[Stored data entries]
————————

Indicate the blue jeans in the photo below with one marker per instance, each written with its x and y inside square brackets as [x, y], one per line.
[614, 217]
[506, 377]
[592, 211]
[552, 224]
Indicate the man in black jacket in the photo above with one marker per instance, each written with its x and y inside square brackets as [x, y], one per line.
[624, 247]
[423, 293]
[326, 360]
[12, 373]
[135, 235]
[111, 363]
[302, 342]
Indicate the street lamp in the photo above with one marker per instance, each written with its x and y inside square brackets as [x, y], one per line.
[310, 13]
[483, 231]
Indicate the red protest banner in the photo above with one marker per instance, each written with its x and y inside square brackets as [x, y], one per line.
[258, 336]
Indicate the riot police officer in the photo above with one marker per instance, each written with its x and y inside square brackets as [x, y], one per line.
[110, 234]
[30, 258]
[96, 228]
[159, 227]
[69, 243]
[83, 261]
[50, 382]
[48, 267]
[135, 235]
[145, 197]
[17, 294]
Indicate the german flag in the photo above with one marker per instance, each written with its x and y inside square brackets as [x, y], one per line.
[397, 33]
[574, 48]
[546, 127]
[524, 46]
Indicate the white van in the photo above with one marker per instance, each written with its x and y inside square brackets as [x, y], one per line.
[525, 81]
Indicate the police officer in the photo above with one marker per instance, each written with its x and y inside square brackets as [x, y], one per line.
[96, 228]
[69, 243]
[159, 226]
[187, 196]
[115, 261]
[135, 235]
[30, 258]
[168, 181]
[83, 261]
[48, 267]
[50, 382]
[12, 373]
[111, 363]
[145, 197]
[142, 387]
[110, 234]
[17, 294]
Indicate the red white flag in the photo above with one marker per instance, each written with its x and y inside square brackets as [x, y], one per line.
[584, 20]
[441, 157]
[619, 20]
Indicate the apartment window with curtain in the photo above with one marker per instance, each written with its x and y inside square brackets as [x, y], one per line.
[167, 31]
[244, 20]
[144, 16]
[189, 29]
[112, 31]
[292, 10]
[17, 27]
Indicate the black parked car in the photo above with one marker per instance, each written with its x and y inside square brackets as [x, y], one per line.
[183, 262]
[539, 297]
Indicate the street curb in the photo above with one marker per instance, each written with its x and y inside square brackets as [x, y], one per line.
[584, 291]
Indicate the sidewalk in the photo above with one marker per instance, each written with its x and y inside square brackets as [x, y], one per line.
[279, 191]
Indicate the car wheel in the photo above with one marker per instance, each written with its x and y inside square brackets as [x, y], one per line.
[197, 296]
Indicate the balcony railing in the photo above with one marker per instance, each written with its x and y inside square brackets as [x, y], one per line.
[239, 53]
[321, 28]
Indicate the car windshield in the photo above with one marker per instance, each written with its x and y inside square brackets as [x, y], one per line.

————————

**Task details:**
Print the line containing "Indicate the police" and every line after it to the end of the records above, exactly as written, and nothing else.

**Expected answer:**
Indicate the police officer in the photo above with one marker per instance, each written with its x and y inside square brackets as [x, y], one per line.
[96, 228]
[69, 243]
[159, 226]
[187, 196]
[115, 261]
[135, 235]
[30, 258]
[168, 181]
[83, 261]
[48, 267]
[50, 382]
[12, 373]
[111, 363]
[145, 197]
[142, 387]
[110, 234]
[17, 294]
Indicate the red white flag in the photo above with one marker per instance, each written with its x and y inside square brackets as [x, y], one per line.
[584, 20]
[441, 157]
[619, 20]
Indicate the apartment window with curtain in the photo above with one marker per instance, each written with its x and y inside square brackets as [x, y], one per line.
[167, 31]
[244, 20]
[144, 16]
[189, 29]
[112, 31]
[292, 10]
[17, 27]
Indicate the black parked car in the photo above with one marker per instance, each written with its x and y inside square brackets as [x, y], one per line.
[183, 262]
[539, 297]
Indicate the street curb in the photo above with one marker per instance, each written with its x and y inside square brackets as [x, y], one per line.
[584, 291]
Indicate the sidewalk in the photo above with one marker per instance, each written with its x and y inside square brackets as [x, y], one per line.
[279, 191]
Indicate the car wheel in the photo above with one marker per instance, each written with its x and y inside square brackets as [x, y], one per line.
[197, 296]
Indicate the balcony railing in the photo above with one marker per instance, each written with its x and y inside square brackets as [x, y], one per line.
[239, 53]
[321, 28]
Indicate the car windshield in the photo above with one marker per instance, each written with its x and y inside square brackets as [x, y], one per line.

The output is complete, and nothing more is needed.